*Data provided*:

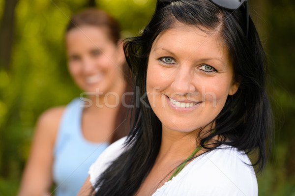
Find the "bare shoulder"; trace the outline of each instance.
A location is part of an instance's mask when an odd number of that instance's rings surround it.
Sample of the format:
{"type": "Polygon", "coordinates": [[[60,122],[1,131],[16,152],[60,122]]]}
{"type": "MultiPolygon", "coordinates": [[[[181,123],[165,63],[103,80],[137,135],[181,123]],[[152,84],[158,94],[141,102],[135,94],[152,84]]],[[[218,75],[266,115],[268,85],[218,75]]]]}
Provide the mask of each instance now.
{"type": "Polygon", "coordinates": [[[37,121],[35,134],[48,137],[53,140],[59,129],[65,106],[52,108],[42,113],[37,121]]]}
{"type": "Polygon", "coordinates": [[[37,126],[58,126],[65,109],[65,106],[59,106],[46,110],[39,117],[37,126]]]}

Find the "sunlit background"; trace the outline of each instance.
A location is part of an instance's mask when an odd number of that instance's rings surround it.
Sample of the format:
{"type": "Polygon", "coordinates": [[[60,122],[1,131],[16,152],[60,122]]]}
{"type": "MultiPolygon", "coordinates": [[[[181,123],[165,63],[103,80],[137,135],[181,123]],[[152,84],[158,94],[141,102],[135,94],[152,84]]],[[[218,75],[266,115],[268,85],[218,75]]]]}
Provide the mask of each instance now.
{"type": "MultiPolygon", "coordinates": [[[[249,0],[269,63],[273,148],[260,196],[295,196],[295,1],[249,0]]],[[[0,0],[0,196],[15,196],[38,116],[81,93],[66,66],[69,18],[88,6],[121,23],[123,38],[147,25],[155,0],[0,0]]],[[[198,179],[201,176],[196,176],[198,179]]]]}

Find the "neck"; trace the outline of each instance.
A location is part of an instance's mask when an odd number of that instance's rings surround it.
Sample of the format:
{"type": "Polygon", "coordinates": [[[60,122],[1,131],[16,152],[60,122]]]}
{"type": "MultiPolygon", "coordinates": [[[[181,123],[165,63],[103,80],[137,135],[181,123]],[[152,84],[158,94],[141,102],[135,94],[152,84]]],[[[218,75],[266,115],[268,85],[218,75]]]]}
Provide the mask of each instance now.
{"type": "Polygon", "coordinates": [[[162,126],[159,160],[185,159],[197,147],[196,131],[189,133],[169,130],[162,126]]]}

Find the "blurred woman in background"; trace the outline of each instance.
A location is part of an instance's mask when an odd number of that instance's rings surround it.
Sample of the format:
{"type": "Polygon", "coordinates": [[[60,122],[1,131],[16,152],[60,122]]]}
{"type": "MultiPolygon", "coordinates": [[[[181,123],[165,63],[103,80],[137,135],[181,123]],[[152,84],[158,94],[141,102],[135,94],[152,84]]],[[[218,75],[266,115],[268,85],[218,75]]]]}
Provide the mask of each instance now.
{"type": "Polygon", "coordinates": [[[73,15],[65,33],[70,74],[85,97],[39,117],[20,196],[74,196],[88,168],[111,143],[126,136],[130,89],[118,23],[104,11],[73,15]],[[129,93],[127,93],[129,94],[129,93]]]}

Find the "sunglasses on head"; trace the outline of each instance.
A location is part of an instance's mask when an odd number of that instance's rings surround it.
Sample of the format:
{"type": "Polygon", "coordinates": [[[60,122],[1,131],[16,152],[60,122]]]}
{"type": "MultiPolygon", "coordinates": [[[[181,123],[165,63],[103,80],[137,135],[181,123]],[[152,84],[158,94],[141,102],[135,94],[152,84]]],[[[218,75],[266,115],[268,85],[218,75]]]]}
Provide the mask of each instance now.
{"type": "MultiPolygon", "coordinates": [[[[249,4],[248,0],[209,0],[218,7],[227,10],[234,11],[244,5],[246,9],[246,31],[244,32],[248,37],[249,31],[249,4]]],[[[166,4],[161,2],[161,0],[157,0],[156,12],[166,5],[166,4]]],[[[170,1],[171,2],[172,1],[170,1]]],[[[169,3],[167,3],[169,4],[169,3]]]]}

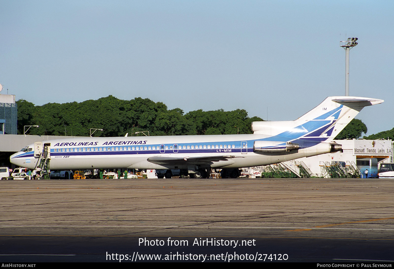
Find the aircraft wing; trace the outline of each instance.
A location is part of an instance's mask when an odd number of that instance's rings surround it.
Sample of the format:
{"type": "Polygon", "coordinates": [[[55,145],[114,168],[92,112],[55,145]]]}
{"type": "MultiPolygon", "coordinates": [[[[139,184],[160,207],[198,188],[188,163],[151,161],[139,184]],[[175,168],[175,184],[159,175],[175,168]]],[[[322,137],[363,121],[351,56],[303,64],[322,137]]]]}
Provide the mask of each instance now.
{"type": "Polygon", "coordinates": [[[160,165],[175,165],[176,164],[212,164],[214,162],[227,161],[234,158],[243,158],[229,155],[217,156],[187,156],[186,157],[169,157],[152,156],[147,160],[154,164],[160,165]]]}

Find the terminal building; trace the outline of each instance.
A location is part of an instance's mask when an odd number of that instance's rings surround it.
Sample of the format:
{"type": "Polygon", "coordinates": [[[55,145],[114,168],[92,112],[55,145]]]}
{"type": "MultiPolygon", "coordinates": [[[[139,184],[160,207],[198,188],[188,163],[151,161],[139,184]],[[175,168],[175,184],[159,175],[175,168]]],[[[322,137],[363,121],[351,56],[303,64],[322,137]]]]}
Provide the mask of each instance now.
{"type": "Polygon", "coordinates": [[[326,178],[354,175],[365,178],[365,171],[368,169],[368,177],[374,178],[377,177],[381,163],[393,161],[393,142],[391,140],[353,139],[335,141],[342,145],[342,150],[300,158],[292,162],[290,165],[299,166],[302,162],[313,174],[312,176],[326,178]]]}

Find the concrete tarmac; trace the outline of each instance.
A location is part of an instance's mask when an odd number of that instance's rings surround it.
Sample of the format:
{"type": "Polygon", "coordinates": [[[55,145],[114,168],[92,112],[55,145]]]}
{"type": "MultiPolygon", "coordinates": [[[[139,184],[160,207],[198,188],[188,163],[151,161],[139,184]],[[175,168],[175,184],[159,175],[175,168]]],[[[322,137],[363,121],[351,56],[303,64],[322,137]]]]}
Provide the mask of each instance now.
{"type": "Polygon", "coordinates": [[[392,262],[393,193],[372,179],[3,181],[0,262],[392,262]]]}

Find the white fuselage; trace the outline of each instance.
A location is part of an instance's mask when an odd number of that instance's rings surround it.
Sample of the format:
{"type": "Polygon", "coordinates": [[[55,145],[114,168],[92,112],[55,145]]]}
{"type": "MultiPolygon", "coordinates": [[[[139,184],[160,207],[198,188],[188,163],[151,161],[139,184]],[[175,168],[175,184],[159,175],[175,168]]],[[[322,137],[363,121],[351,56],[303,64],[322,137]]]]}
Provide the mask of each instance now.
{"type": "MultiPolygon", "coordinates": [[[[129,168],[187,169],[188,164],[159,164],[148,160],[152,157],[186,158],[230,156],[227,160],[200,162],[201,168],[239,168],[277,163],[329,152],[328,143],[305,143],[300,148],[282,153],[253,151],[255,141],[266,139],[262,134],[93,137],[45,141],[49,146],[52,170],[129,168]]],[[[17,165],[34,168],[38,160],[32,151],[11,156],[17,165]]],[[[189,165],[190,165],[189,164],[189,165]]]]}

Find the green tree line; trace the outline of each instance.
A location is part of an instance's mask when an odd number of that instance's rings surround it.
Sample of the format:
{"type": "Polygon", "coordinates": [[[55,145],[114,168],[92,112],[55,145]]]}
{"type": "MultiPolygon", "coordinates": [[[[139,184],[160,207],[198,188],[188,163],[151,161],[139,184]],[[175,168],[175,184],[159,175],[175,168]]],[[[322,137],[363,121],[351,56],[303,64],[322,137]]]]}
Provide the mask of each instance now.
{"type": "Polygon", "coordinates": [[[39,126],[31,127],[28,134],[45,135],[89,136],[90,128],[103,129],[93,136],[106,137],[126,133],[135,136],[141,131],[149,131],[151,136],[251,134],[252,122],[263,120],[249,118],[244,109],[200,109],[185,114],[179,108],[168,110],[161,102],[140,97],[125,100],[110,95],[81,103],[42,106],[23,99],[16,103],[19,134],[28,125],[39,126]]]}
{"type": "MultiPolygon", "coordinates": [[[[93,136],[106,137],[122,136],[126,133],[135,136],[136,132],[141,131],[149,131],[153,136],[251,134],[252,122],[263,120],[258,117],[249,118],[244,109],[199,109],[185,114],[180,109],[168,110],[161,102],[140,97],[125,100],[110,95],[81,103],[42,106],[23,99],[16,103],[19,134],[23,134],[24,126],[28,125],[39,125],[31,128],[28,133],[41,135],[89,136],[90,128],[103,129],[93,136]]],[[[362,122],[353,119],[335,138],[359,138],[367,130],[362,122]]],[[[364,136],[369,139],[387,137],[394,138],[394,128],[364,136]]]]}

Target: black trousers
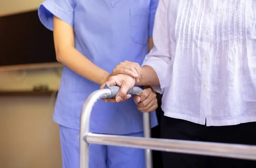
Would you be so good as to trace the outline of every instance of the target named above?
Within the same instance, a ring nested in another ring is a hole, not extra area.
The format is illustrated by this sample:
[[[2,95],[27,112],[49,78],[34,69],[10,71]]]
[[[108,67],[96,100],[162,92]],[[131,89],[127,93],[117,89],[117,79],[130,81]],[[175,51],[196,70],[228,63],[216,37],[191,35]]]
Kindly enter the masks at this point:
[[[163,115],[162,138],[256,145],[256,122],[207,127]],[[256,168],[256,161],[163,152],[164,168]]]

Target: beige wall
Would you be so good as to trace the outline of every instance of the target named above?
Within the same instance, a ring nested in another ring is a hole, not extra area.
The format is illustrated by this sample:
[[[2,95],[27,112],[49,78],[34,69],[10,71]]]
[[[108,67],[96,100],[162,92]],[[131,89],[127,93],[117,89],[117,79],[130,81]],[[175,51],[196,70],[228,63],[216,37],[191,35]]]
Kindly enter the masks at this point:
[[[36,9],[43,1],[0,0],[0,16]],[[0,72],[0,91],[32,89],[40,84],[57,89],[60,81],[59,71],[51,69]],[[0,168],[61,168],[52,100],[49,97],[0,97]]]
[[[1,0],[0,16],[36,9],[44,0]]]

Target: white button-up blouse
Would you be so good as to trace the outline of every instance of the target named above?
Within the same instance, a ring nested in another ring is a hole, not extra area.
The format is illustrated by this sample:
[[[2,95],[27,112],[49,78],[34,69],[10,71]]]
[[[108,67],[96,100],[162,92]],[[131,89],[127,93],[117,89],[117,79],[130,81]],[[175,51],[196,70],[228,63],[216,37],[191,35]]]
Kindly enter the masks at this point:
[[[165,115],[208,126],[256,121],[256,0],[160,0],[154,46]]]

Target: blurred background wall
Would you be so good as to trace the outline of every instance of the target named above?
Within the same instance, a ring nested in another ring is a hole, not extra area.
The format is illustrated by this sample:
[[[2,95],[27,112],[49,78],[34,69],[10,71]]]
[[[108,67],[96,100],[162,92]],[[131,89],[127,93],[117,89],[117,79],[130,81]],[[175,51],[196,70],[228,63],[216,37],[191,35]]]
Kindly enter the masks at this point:
[[[36,9],[43,1],[1,0],[0,16]],[[31,90],[42,84],[57,90],[60,71],[0,70],[0,91]],[[54,96],[0,96],[0,168],[61,168],[58,127],[52,120]]]

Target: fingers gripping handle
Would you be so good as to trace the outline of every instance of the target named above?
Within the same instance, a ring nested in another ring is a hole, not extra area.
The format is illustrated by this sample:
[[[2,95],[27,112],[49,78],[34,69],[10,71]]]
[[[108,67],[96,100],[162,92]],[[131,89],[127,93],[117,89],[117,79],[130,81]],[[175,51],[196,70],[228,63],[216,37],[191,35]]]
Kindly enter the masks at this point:
[[[134,88],[136,88],[137,89],[138,87],[134,87],[132,88],[131,88],[131,89],[130,89],[127,92],[127,94],[138,94],[137,93],[137,92],[134,92]],[[117,94],[117,93],[118,93],[118,92],[119,91],[119,90],[120,90],[120,87],[118,86],[109,86],[107,84],[106,84],[105,85],[105,87],[104,88],[108,88],[109,89],[110,89],[110,90],[111,91],[111,96],[110,97],[108,98],[115,98],[116,97],[116,94]],[[142,92],[143,91],[142,89],[140,88],[141,91],[141,92],[142,93]],[[140,95],[139,95],[139,96],[140,96]]]

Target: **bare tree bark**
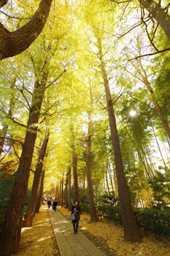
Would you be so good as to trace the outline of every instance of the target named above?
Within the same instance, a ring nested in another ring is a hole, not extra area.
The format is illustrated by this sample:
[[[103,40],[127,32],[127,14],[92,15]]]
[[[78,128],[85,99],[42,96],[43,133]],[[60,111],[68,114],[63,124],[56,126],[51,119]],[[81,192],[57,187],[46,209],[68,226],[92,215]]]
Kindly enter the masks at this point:
[[[66,174],[66,183],[65,183],[65,208],[69,208],[69,194],[68,194],[68,179],[69,179],[69,173],[67,172]]]
[[[71,166],[69,165],[68,169],[69,177],[68,177],[68,182],[69,182],[69,211],[72,209],[72,186],[71,186]]]
[[[39,186],[38,197],[37,197],[36,204],[35,204],[35,213],[39,213],[40,203],[41,203],[42,193],[43,193],[44,177],[45,177],[45,170],[42,169],[42,171],[41,172],[40,186]]]
[[[0,233],[1,255],[16,253],[18,250],[23,223],[23,211],[37,136],[37,124],[38,123],[47,77],[48,69],[45,69],[42,72],[41,79],[36,80],[35,82],[23,151],[5,220]]]
[[[16,79],[11,84],[11,89],[14,88]],[[10,99],[10,103],[9,103],[9,110],[8,112],[6,113],[6,118],[11,118],[13,112],[13,107],[15,105],[15,102],[13,100],[13,98],[11,96]],[[5,143],[6,135],[7,133],[8,129],[8,125],[4,125],[0,131],[0,156],[1,155],[1,153],[3,152],[3,147]]]
[[[30,21],[15,31],[10,32],[0,23],[0,60],[21,53],[32,44],[44,28],[52,2],[52,0],[41,0]],[[0,7],[2,6],[1,1]]]
[[[73,146],[72,152],[72,168],[73,168],[73,178],[74,178],[74,200],[78,200],[79,202],[79,193],[78,186],[78,175],[77,175],[77,155]]]
[[[34,216],[34,211],[35,211],[35,206],[37,199],[37,195],[38,195],[38,185],[40,183],[40,175],[43,166],[43,160],[47,146],[47,143],[49,140],[49,133],[45,135],[43,143],[42,145],[38,163],[36,165],[35,172],[34,174],[34,179],[33,179],[33,184],[31,191],[31,194],[30,197],[29,204],[28,206],[28,210],[26,213],[26,216],[24,221],[24,226],[25,227],[30,227],[32,226],[33,216]]]
[[[62,174],[62,187],[61,187],[61,198],[62,198],[62,202],[61,202],[61,206],[64,206],[64,174]]]
[[[86,145],[86,176],[87,176],[87,189],[88,189],[88,196],[89,202],[90,207],[90,216],[91,222],[97,222],[98,217],[96,209],[94,204],[94,190],[91,181],[91,121],[89,116],[89,121],[88,126],[88,138],[87,138],[87,145]]]
[[[111,134],[112,146],[115,158],[116,176],[118,180],[118,194],[124,228],[125,240],[127,242],[141,242],[141,236],[135,216],[131,205],[129,188],[127,185],[122,154],[119,143],[115,115],[111,99],[108,79],[103,57],[102,44],[101,38],[98,37],[98,57],[101,62],[101,69],[105,87],[108,119]]]

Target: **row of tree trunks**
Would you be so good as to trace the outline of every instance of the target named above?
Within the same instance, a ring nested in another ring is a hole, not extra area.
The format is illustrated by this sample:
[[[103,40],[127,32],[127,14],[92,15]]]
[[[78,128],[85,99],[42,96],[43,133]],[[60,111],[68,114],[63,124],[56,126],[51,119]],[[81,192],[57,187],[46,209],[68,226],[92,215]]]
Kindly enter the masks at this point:
[[[89,121],[88,125],[88,138],[86,143],[86,177],[87,177],[87,188],[88,188],[88,196],[90,208],[90,216],[91,222],[96,222],[98,221],[96,209],[94,204],[94,189],[91,181],[91,121],[89,114]]]
[[[45,178],[45,169],[42,169],[42,171],[41,172],[40,185],[39,185],[39,189],[38,189],[38,197],[37,197],[36,204],[35,204],[35,213],[39,213],[41,201],[42,199],[44,178]]]
[[[78,174],[77,174],[77,155],[75,152],[74,147],[72,147],[72,169],[74,177],[74,201],[77,200],[79,202],[79,192],[78,186]]]
[[[35,207],[38,195],[38,186],[40,179],[41,172],[43,166],[43,160],[45,155],[45,152],[47,146],[47,143],[49,140],[49,133],[45,135],[44,141],[42,143],[39,156],[38,160],[38,163],[36,165],[35,172],[34,174],[33,184],[32,187],[31,194],[30,197],[30,201],[28,206],[28,211],[26,215],[25,221],[23,226],[25,227],[29,227],[32,226],[33,216],[35,213]]]
[[[36,80],[32,95],[28,128],[17,174],[0,233],[1,255],[16,253],[18,250],[23,224],[23,211],[27,193],[30,165],[37,137],[38,119],[44,98],[48,71],[42,72],[42,79]]]
[[[128,242],[141,242],[141,235],[139,232],[139,228],[137,226],[137,223],[131,205],[129,189],[127,186],[123,169],[115,116],[109,88],[108,79],[107,77],[105,63],[103,57],[101,38],[97,37],[97,40],[98,56],[101,62],[101,69],[107,101],[107,109],[108,113],[112,146],[115,158],[115,165],[118,187],[118,195],[124,228],[124,238],[125,240]]]

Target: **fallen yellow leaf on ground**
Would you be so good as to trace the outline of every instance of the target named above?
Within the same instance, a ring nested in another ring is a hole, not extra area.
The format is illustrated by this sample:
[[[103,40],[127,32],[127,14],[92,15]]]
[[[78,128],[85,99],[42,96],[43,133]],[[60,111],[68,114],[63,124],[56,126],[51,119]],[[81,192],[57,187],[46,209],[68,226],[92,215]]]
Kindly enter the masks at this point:
[[[47,207],[35,214],[32,227],[22,228],[19,251],[14,255],[60,256]]]
[[[70,213],[64,208],[59,208],[59,210],[66,216]],[[124,241],[122,227],[115,226],[107,219],[102,218],[94,223],[90,222],[90,217],[87,214],[81,214],[79,226],[88,238],[103,250],[106,255],[109,255],[109,252],[115,256],[170,255],[170,241],[164,238],[159,240],[149,233],[144,235],[142,230],[142,243],[127,243]]]

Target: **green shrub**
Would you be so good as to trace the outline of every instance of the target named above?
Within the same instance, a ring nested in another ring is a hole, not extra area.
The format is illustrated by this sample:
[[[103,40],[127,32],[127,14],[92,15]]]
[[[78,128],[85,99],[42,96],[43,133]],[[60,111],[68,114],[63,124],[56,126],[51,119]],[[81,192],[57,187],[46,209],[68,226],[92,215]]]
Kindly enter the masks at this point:
[[[169,209],[135,208],[134,211],[140,227],[154,233],[156,236],[162,234],[170,238]],[[119,206],[98,206],[97,212],[122,224]]]
[[[170,237],[170,211],[143,208],[135,212],[140,227],[154,233]]]
[[[110,220],[122,223],[122,216],[120,206],[98,206],[97,211],[99,214],[106,216]]]

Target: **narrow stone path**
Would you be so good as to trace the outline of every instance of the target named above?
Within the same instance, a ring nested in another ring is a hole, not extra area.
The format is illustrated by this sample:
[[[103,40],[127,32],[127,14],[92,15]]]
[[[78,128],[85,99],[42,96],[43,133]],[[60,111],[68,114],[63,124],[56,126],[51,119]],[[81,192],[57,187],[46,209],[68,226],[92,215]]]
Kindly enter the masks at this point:
[[[72,221],[58,211],[48,213],[61,256],[106,255],[81,233],[74,234]]]

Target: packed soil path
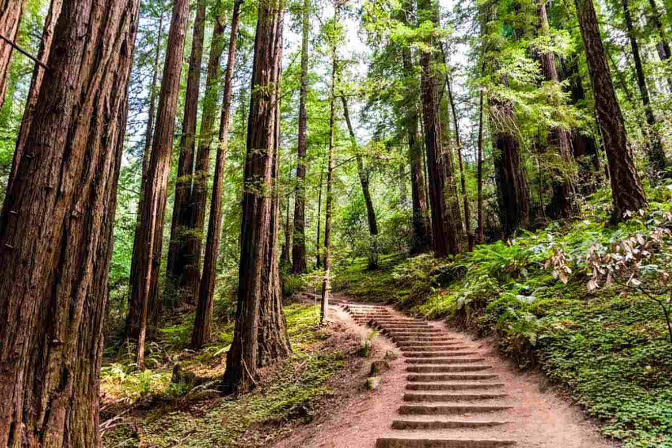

*What the exercise asks*: List every line of the records that contains the string "green", with case counting.

*Exercise response*:
Find the green tree line; trace the outline of each instance.
Target: **green shrub**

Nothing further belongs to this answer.